__TEXT SECTION__
________________________________________

Some notes on This American Life's retraction episode #Apple #China

The U.S. public radio show This American Life yesterday announced it would retract its adaption of Mike Daisey’s storytelling show about Apple’s manufacturing operations in China. I’m taking notes while listening on WNYC to a broadcast of the show Retraction.

The podcast is available Sunday now (yesterday it said it would be held; now the link is here). Notes will accumulate below:

  • My original review of the monologue as performed on stage in Seattle about a year ago.
  • “The most powerful and memorable moments in the story all seem to be fabricated.” –Ira Glass
  • Fact checking 101: If the best part of your story can’t be verified, and if there’s a lot of material there, and your “reporter” can’t help verify—kill the story.
  • Daisey admits that he misled TAL on the name of “Cathy” to prevent them from finding her, Glass says.
  • The Marketplace reporter Rob Schmitz’s first clues were things I chalked up to storytelling exaggeration: the guns. But the question of laborers at Starbucks did bother me. Where was the money coming from?

________________________________________

__DATA SHOWN__

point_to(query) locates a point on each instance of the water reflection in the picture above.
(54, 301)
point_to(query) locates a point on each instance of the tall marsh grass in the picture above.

________________________________________

__REQUIRED ACTIONS__
**A.** Using the notes on the retraction episode above, decide whether each statement agrees with them: (i) the notes were taken while listening to a broadcast on WNYC; (ii) the writer's original review covered a stage performance in Seattle; (iii) the writer saw the guns as clear proof of fabrication. For each, answer yes or no and quote the deciding words.
**B.** Reproduce word for word the passage of the notes on the retraction episode from "Some notes on" up to and including "a year ago.".
**C.** Answer these questions from the notes on the retraction episode:
(i) On which station was the broadcast heard?
(ii) Who is quoted saying the strongest moments of the story seem to be fabricated?
(iii) Which Marketplace reporter is named?

__WRITTEN RESPONSES__
**A.**
(i) Yes: "I’m taking notes while listening on WNYC to a broadcast of the show Retraction."
(ii) Yes: "My original review of the monologue as performed on stage in Seattle about a year ago."
(iii) No: "first clues were things I chalked up to storytelling exaggeration: the guns."

**B.**
Some notes on This American Life's retraction episode #Apple #China

The U.S. public radio show This American Life yesterday announced it would retract its adaption of Mike Daisey’s storytelling show about Apple’s manufacturing operations in China. I’m taking notes while listening on WNYC to a broadcast of the show Retraction.

The podcast is available Sunday now (yesterday it said it would be held; now the link is here). Notes will accumulate below:

  • My original review of the monologue as performed on stage in Seattle about a year ago.

**C.**
(i) WNYC
(ii) Ira Glass
(iii) Rob Schmitz